● Ваше задание:
Перепечатайте из отрывка всё, начиная со слов «Приперся я тут» и вплоть до слов «курносая, с глазами-пуговками.».
═══ Отрывок для чтения ═══
Так что хватит хныкать. Привет с добрыми пожеланиями Олегу.
А ты брось свои кино-сценаристско-капитанские замашки, брось барство, брось звонить мне из Малеевки (знаю, знаю, что ты там, но не завидую) — нужно быть скромным и обходиться посредством старухи-почты.
Я получил письмецо от твоей мамаши.
Сколько ты еще пробудешь в Малеевке, над чем работаешь и не собираешься ли навестить Москву?
Кто там еще с тобой ошивается? Как сценарий из „Росомахи“? Вообще как дела — я хотел бы тебя видеть.
Приперся я тут к одной поэтессе (она потом в меня влюбилась — ах, ах, кэп!), у нее был Светлов и еще кто-то.
Поэтесса эта страшно талантливая баба, молодая, курносая, с глазами-пуговками.
Ну, ну, старик, выше голову, погляди там в бинокль — не светит ли нам где маяк? Настроение у меня кислое, но это все пустяки, я теперь такой проклятый оптимист, тем более, что меня решительно все любят (кроме редакторов журналов). А ты меня любишь, старик? Ну, так приезжай! Живу я сейчас один, мамаша моя все в Пицунде. Юра».
28.11.58.
«Дорогая Любовь Дмитриевна! Спасибо Вам за добрые пожелания, спасибо за заботу во время моего гощения у Вас.
Я очень рад, что познакомился с Вами, Виктором и Олегом — все вы люди глубоко симпатичные — настолько, что я, право, жалею, что вы не москвичи.
Северная поездка моя не удалась в том смысле, что я не получил того заряда оптимизма, на который рассчитывал.
Пицунда же — очень славное местечко. Я там ленился, да, признаться, и не было особенных условий для работы.
Кроме того, мне сейчас трудновато во внутреннем смысле, т. е. я не знаю, не уверен твердо, как и о чем писать.
Приняли меня в Союз, вышла небольшая книжечка в Детгизе — таковы мои „внешние“ успехи.
И если посмотреть, как другие живут и как завидуют мне мои коллеги, то выходит, что мои дела совсем не дурны.
═══ Фрагмент данных ═══
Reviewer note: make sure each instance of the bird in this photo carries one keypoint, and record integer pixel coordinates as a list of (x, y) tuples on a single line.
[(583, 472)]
═══
● Результат:
Приперся я тут к одной поэтессе (она потом в меня влюбилась — ах, ах, кэп!), у нее был Светлов и еще кто-то.
Поэтесса эта страшно талантливая баба, молодая, курносая, с глазами-пуговками.